> Material for this task
↓

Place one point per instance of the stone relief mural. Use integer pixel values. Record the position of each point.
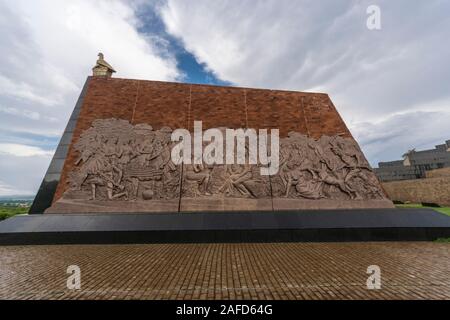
(119, 161)
(328, 168)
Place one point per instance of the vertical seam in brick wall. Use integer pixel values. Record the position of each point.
(135, 101)
(246, 108)
(181, 187)
(302, 106)
(189, 107)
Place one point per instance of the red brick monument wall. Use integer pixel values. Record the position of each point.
(337, 174)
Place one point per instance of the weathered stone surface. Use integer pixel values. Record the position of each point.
(124, 167)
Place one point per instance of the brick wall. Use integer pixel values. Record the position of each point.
(178, 105)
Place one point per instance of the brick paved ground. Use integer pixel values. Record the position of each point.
(227, 271)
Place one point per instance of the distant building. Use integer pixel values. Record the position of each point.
(415, 164)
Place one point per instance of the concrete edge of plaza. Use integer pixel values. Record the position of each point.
(227, 227)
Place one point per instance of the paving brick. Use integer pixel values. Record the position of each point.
(227, 271)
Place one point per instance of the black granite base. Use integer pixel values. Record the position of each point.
(288, 226)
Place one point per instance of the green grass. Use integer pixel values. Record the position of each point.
(8, 211)
(444, 210)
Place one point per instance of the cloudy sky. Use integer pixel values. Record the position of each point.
(391, 85)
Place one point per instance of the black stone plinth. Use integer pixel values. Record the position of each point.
(287, 226)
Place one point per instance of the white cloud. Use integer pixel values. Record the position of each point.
(19, 150)
(48, 48)
(380, 81)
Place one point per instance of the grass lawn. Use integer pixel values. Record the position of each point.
(444, 210)
(8, 211)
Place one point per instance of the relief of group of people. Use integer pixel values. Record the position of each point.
(331, 167)
(124, 161)
(120, 161)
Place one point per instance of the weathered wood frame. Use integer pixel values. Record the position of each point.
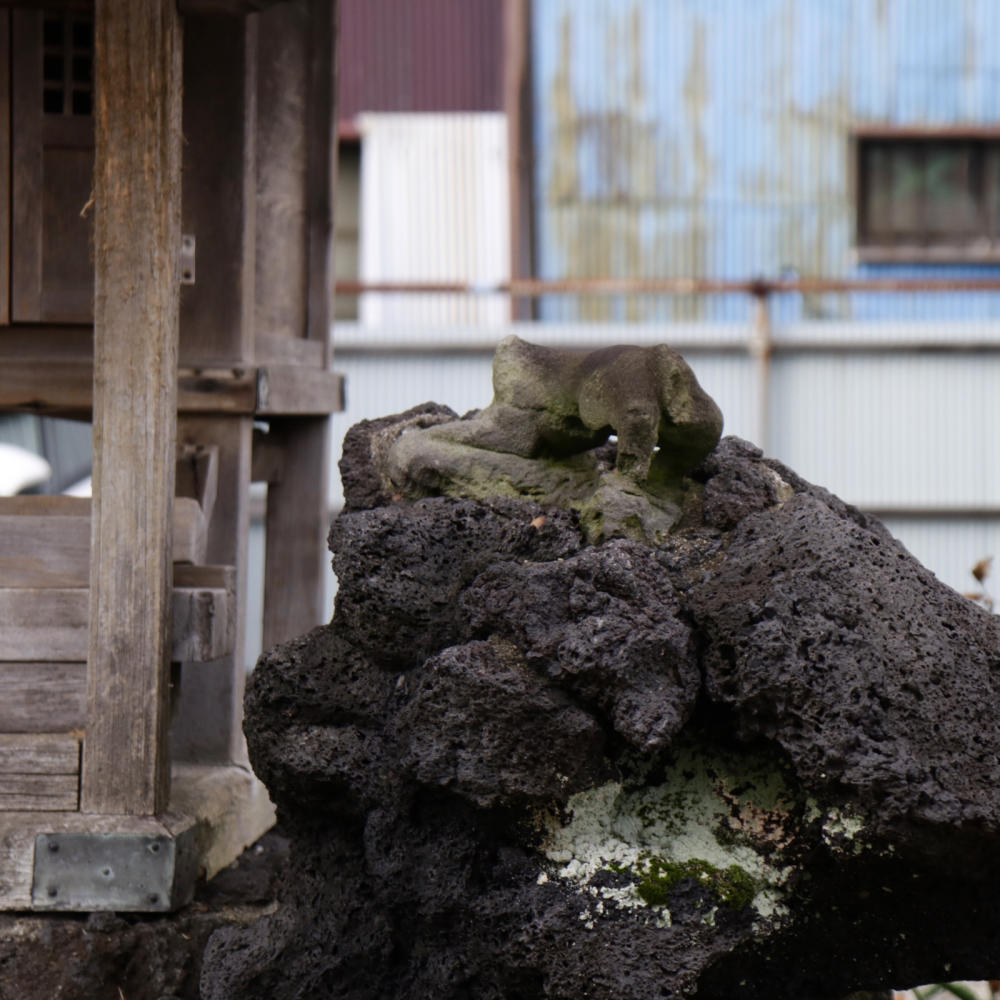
(210, 363)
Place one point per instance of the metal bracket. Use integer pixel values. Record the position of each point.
(112, 871)
(188, 247)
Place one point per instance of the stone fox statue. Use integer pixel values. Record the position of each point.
(551, 402)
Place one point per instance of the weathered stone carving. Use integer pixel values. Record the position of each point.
(757, 759)
(551, 409)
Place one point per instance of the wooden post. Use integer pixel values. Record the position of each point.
(321, 169)
(137, 191)
(297, 523)
(298, 505)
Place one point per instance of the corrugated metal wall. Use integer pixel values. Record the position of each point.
(682, 138)
(712, 138)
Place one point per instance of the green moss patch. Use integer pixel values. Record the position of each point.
(733, 886)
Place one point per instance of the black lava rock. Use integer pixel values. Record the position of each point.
(493, 766)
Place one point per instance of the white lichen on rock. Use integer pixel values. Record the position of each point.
(720, 817)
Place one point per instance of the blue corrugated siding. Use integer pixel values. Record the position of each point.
(711, 138)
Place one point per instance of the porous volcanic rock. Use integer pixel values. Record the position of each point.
(759, 759)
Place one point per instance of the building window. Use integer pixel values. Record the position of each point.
(68, 64)
(928, 198)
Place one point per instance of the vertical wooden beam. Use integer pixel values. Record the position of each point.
(321, 169)
(26, 175)
(4, 169)
(217, 324)
(296, 526)
(297, 506)
(220, 190)
(208, 710)
(137, 191)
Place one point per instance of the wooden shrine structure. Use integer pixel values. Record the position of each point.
(166, 186)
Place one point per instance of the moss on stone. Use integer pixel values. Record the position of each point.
(734, 887)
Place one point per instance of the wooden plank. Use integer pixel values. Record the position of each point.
(198, 477)
(321, 170)
(278, 350)
(5, 172)
(225, 808)
(297, 524)
(52, 624)
(296, 391)
(232, 809)
(66, 387)
(48, 342)
(280, 273)
(137, 233)
(45, 541)
(208, 712)
(217, 390)
(39, 792)
(26, 176)
(39, 753)
(42, 697)
(220, 88)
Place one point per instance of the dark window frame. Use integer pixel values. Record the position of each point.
(980, 245)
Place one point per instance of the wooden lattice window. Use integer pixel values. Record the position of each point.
(929, 197)
(67, 64)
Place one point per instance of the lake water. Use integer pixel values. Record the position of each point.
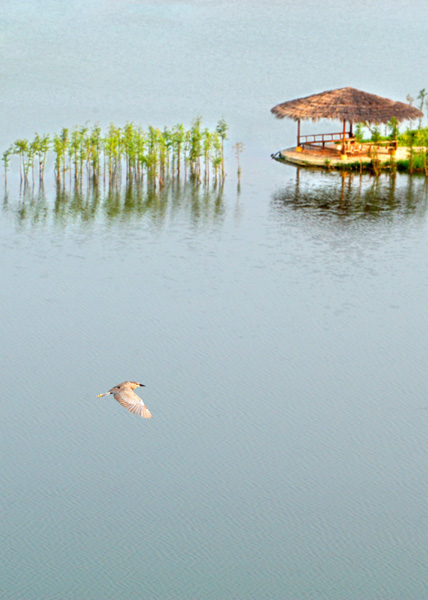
(281, 329)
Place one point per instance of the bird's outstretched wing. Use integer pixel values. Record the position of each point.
(129, 400)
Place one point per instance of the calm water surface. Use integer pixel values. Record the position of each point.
(281, 329)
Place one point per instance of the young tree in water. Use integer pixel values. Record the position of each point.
(221, 129)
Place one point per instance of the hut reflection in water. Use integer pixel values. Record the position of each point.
(351, 195)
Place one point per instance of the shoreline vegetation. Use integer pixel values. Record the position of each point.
(131, 154)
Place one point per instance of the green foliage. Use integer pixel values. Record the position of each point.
(154, 153)
(375, 133)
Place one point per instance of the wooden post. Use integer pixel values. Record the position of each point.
(343, 140)
(298, 148)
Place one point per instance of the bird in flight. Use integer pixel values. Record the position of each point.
(125, 395)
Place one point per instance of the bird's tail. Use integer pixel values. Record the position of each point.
(145, 413)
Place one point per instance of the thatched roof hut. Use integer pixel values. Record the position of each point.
(346, 104)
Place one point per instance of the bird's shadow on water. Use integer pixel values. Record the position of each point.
(65, 204)
(348, 195)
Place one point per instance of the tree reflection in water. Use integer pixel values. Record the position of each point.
(117, 203)
(350, 195)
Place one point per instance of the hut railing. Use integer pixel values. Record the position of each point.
(352, 146)
(321, 139)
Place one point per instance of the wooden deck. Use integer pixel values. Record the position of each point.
(330, 156)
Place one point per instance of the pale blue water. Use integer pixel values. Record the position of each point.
(281, 331)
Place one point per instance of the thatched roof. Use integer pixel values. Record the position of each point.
(346, 103)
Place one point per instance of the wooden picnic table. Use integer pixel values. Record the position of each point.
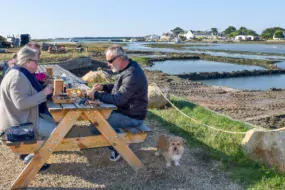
(67, 115)
(58, 71)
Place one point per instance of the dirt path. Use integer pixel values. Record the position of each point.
(92, 169)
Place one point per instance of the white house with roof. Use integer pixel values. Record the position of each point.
(188, 35)
(244, 37)
(166, 37)
(199, 34)
(152, 37)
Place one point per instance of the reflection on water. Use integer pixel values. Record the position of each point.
(281, 65)
(264, 48)
(250, 83)
(187, 66)
(142, 47)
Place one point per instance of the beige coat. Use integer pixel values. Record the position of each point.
(18, 101)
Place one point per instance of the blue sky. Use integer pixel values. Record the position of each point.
(97, 18)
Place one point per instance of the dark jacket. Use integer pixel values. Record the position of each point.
(129, 93)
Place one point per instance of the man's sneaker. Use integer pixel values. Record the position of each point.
(22, 156)
(115, 156)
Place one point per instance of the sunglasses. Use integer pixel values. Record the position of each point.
(36, 61)
(111, 60)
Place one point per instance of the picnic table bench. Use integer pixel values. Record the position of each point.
(66, 115)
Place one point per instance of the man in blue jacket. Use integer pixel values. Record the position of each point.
(128, 93)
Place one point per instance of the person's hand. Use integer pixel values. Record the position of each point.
(48, 89)
(97, 87)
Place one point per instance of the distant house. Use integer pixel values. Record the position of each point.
(274, 38)
(188, 35)
(199, 34)
(152, 38)
(244, 37)
(203, 34)
(166, 37)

↑

> What to work on
Repeat every line above word for word, from the first to the last, and leave out the pictures.

> Result
Place one point per instance of the stone relief mural. Use integer pixel values. Record the position of each point.
(119, 161)
(328, 168)
Place one point per instance of the vertical seam in brick wall. Use integer pixel values. Record the position of each point.
(135, 101)
(246, 108)
(181, 187)
(302, 106)
(189, 107)
Place one point per instance of the red brick monument wall. Use integer pixel values. Record the position of each point.
(337, 174)
Place one point per instance of the weathered stone surface. Use integer pixel values. Record the position of each point.
(124, 167)
Place one point per instance of the brick wall. Use integer pixel values. Record the position of each point.
(178, 105)
Place one point per instance of the brick paved ground. Use integer pixel values. Record the position of each point.
(227, 271)
Place one point per instance of the distant building. Use integer pixel values. Record the position of each point.
(415, 164)
Place one point per instance of the concrete edge of plaza. Use integer pixel values. Record the position of each point.
(227, 227)
Place one point per instance of the paving brick. Use integer pixel values. Record the position of each point.
(227, 271)
Place one point per instance of the black granite base. Use integer pixel values. Record the position of each point.
(288, 226)
Place one point per instance of the green grass. Use integer pixel values. Record the position of each point.
(8, 211)
(444, 210)
Place one point per instance of the cloudy sky. Use integer pixel values. Record the position of each point.
(391, 85)
Place one point per instance of the black stone plinth. Use integer pixel values. Record the position of each point.
(287, 226)
Place one point per instance of the white cloud. Use integer pixel values. Record the position of each point.
(19, 150)
(48, 48)
(380, 81)
Place one point per instance of the grass lawn. Use integer pixel values. Record the position of each point.
(444, 210)
(8, 211)
Place one point per instance of the relief of group of people. Use integer pixel values. Record the position of each point.
(331, 167)
(124, 161)
(120, 161)
Place one point per instance of the weathered wood frame. Use integer pixel values. Record the position of each point.
(210, 363)
Place one point per instance of the metal bracket. Use integer pixel values. Record the position of each point.
(112, 871)
(188, 247)
Place one point per instance of the stone fox statue. Use integer pixel values. Record the position of each point.
(551, 402)
Place one point per instance of the weathered stone carving. Use integer pixel values. Record the position of each point.
(757, 759)
(551, 409)
Place one point per instance of the wooden post. Use integer pixel values. Record the position of each point.
(321, 169)
(137, 191)
(297, 523)
(298, 505)
Place one point per instance of the corrugated metal wall. Use integer pixel values. Record the position of each point.
(682, 138)
(712, 138)
Place one point per instance of the green moss patch. Use integer pixel values. Record the position of each point.
(733, 886)
Place one point per instance of the black lava rock. Use integer pixel values. Record the position of each point.
(493, 766)
Place one point per instance of the white lichen on rock. Use integer pixel values. Record the position of each point.
(720, 817)
Place one point per instance of the blue corrugated siding. Use integer pixel values. Record the position of each point.
(711, 138)
Place one point per instance of the porous volcanic rock. Use integer pixel values. Record the position of each point.
(759, 759)
Place one point per instance of the building window. Use integer pixel values. Record the position of each point.
(68, 64)
(928, 198)
Place one point per instance of the vertical wooden beam. Use integer pixel values. Record the position of each point.
(321, 169)
(26, 175)
(4, 169)
(217, 324)
(296, 526)
(297, 506)
(220, 190)
(208, 710)
(137, 191)
Place one point per instance of the wooden shrine structure. Use integer pixel values. Record the position of each point.
(166, 186)
Place one point per instance of the moss on stone. Use integer pixel values. Record the position of each point.
(734, 887)
Place one point per instance of the wooden plank. Use integer pixel values. Record the position of each point.
(198, 477)
(321, 170)
(278, 350)
(5, 172)
(225, 808)
(297, 524)
(52, 624)
(296, 391)
(232, 809)
(66, 387)
(48, 342)
(280, 273)
(137, 233)
(45, 541)
(208, 712)
(217, 390)
(39, 792)
(26, 176)
(39, 753)
(42, 697)
(220, 88)
Place one point per instance of the dark window frame. Use integer pixel values. Record the position of each point.
(980, 245)
Place one point per instance of the wooden lattice window. Use integer pixel values. Record the position of each point.
(929, 197)
(67, 64)
Place one point per instance of the lake water. Use integer pixel values. Record the position of each point.
(281, 329)
Place one point per instance of the bird's outstretched wing. Use integer pixel values. Record the position of each point.
(129, 400)
Place one point per instance of the calm water surface. Use integer pixel values. Record the position of each point.
(281, 329)
Place one point per instance of the young tree in water. Use integer pixel values. Record the position of each point.
(221, 129)
Place one point per instance of the hut reflection in water. Use integer pixel values. Record the position of each point.
(351, 195)
Place one point per instance of the shoreline vegetation. Use integer pixel values. Record the position of each point.
(131, 154)
Place one point per instance of the green foliage. Use integer pixel values. Record the position of each point.
(154, 153)
(375, 133)
Place one point per instance of the wooden post. Use integer pixel values. Record the position of each point.
(343, 140)
(298, 148)
Place one point per instance of the bird in flight. Use integer pixel values. Record the position of each point.
(125, 395)
Place one point per instance of the bird's tail. Use integer pixel values. Record the position of each point.
(145, 413)
Place one point per instance of the thatched roof hut. Use integer pixel values. Record the position of each point.
(346, 104)
Place one point per instance of the bird's shadow on water. Use integer pixel values. Record the position of each point.
(65, 204)
(348, 195)
Place one point per instance of the tree reflection in water. Use integer pixel values. Record the position of each point.
(117, 203)
(350, 195)
Place one point per instance of the hut railing. Use integer pixel values. Record the position of each point.
(352, 146)
(321, 139)
Place one point per instance of the wooden deck. Use integer pixel values. Record the position of each point.
(330, 156)
Place one point per instance of the pale blue water. Use integer pixel values. Record the position of each point.
(281, 331)
Place one point per instance of the thatched roof. Use integer pixel values. Record the position of each point.
(346, 103)
Place one point per instance of the wooden picnic table. Use integer pixel values. Record the position of each point.
(67, 115)
(58, 71)
Place one point per instance of the dirt path. Use integer pixel values. Record the position of each point.
(92, 169)
Place one point per instance of the white house with roof. Use integer pixel values. Record the position of each point.
(188, 35)
(244, 37)
(166, 37)
(199, 34)
(152, 37)
Place one point per instance of the reflection on water. Use integer pixel values. Record the position of each point.
(281, 65)
(264, 48)
(250, 83)
(187, 66)
(142, 47)
Place one point per instance of the beige coat. Use integer pixel values. Record the position of each point.
(18, 101)
Place one point per instance of the blue sky. Use integer pixel values. Record the position of each point.
(97, 18)
Place one point per instance of the dark jacket. Use integer pixel values. Record the position of each point.
(129, 93)
Place one point per instance of the man's sneaker. Use integer pixel values. Record the position of each point.
(22, 156)
(115, 156)
Place one point per instance of the sunglasses. Use integer pixel values. Record the position of each point.
(36, 61)
(111, 60)
Place one point per instance of the picnic table bench. Use integer pixel values. Record the position of each point.
(66, 115)
Place one point per instance of the man in blue jacket. Use integer pixel values. Record the position of each point.
(128, 93)
Place one point per instance of the person's hand. Use integer pixel values. Record the position of each point.
(48, 89)
(97, 87)
Place one point per instance of the distant house. Use integer pixel values. Record the position of each point.
(274, 38)
(188, 35)
(199, 34)
(152, 38)
(244, 37)
(203, 34)
(166, 37)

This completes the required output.